[THE TASK] Set down again each entry exactly as it reads, pictures excluded.

[RECORDS PROVIDED]

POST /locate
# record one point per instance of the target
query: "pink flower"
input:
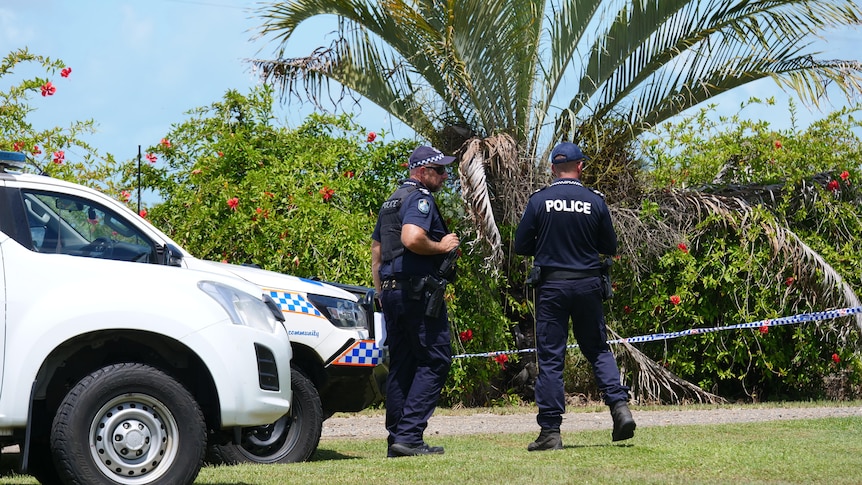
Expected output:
(48, 89)
(327, 193)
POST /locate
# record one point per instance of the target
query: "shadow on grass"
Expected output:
(326, 455)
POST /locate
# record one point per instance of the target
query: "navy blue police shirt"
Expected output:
(420, 209)
(566, 226)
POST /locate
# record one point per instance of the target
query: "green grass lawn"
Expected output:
(827, 451)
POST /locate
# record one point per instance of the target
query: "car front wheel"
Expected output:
(128, 424)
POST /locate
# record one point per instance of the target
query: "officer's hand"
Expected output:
(449, 242)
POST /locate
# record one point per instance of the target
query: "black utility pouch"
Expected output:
(534, 277)
(417, 287)
(607, 285)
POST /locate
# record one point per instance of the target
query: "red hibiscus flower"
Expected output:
(327, 193)
(48, 89)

[RESPONSE TO THIS TASK]
POST /locate
# record one point per instance of the target
query: "pink flower"
input:
Expected output:
(48, 89)
(327, 193)
POST /locate
# record one point per instance of the target
query: "shadow on grass"
Expected output:
(326, 455)
POST /locate
# record one point per instance of the target
query: "navy blue police shirt"
Expected output:
(420, 209)
(566, 226)
POST /locate
# record one point per instance of the target
query: "green grass lawn"
Expected output:
(827, 451)
POST /locate
# record one point per instance of the target
query: "car front wheel"
Expected output:
(128, 424)
POST /locate
# record one point per instance of the target
query: "officer's hand"
Expected output:
(449, 242)
POST /locate
# record one point per instance of the target
query: "black utility pouch"
Expected output:
(534, 277)
(417, 287)
(607, 285)
POST /locate
# record one point per instance of the target
query: "red hibiscus flower"
Expected output:
(327, 193)
(48, 89)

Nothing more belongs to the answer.